• EXERCISE:
Transcribe each of the items below verbatim, omitting the pictures.

*** TASK INPUT ***

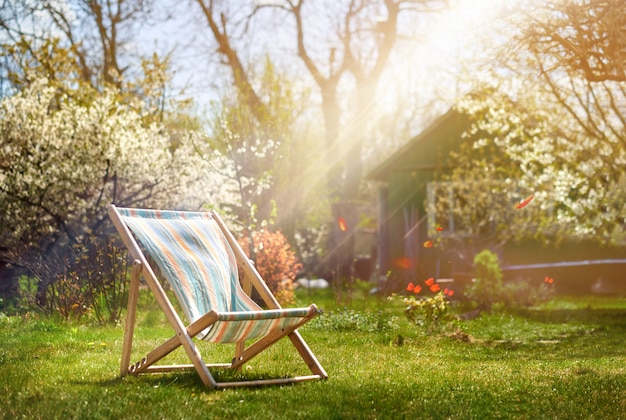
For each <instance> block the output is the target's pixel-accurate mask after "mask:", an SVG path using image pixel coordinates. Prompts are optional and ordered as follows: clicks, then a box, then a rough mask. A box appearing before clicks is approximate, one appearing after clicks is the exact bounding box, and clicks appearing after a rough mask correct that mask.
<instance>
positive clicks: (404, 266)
mask: <svg viewBox="0 0 626 420" xmlns="http://www.w3.org/2000/svg"><path fill="white" fill-rule="evenodd" d="M393 264H394V265H395V266H396V267H398V268H402V269H404V270H408V269H409V268H411V266H412V265H413V261H412V260H411V259H410V258H409V257H400V258H396V259H395V260H393Z"/></svg>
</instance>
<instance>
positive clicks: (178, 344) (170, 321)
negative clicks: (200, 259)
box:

***

• EXERCISE SOLUTION:
For each <instance> block the output is the target's pixel-accurate mask after "mask:", an SVG path using image pixel coordinates. Prompts are optional and ordered as follows: clicks, then a box, then a rough mask. A box appearing before clicks is approximate, one appearing after clicks is the exact bounding box, and clicks appearing after a rough mask correct that mask.
<instance>
positive clicks: (404, 266)
mask: <svg viewBox="0 0 626 420" xmlns="http://www.w3.org/2000/svg"><path fill="white" fill-rule="evenodd" d="M393 264H394V265H395V266H396V267H398V268H402V269H404V270H408V269H409V268H411V266H412V265H413V261H412V260H411V259H410V258H409V257H400V258H396V259H395V260H393Z"/></svg>
</instance>
<instance>
positive clicks: (178, 344) (170, 321)
negative clicks: (200, 259)
box:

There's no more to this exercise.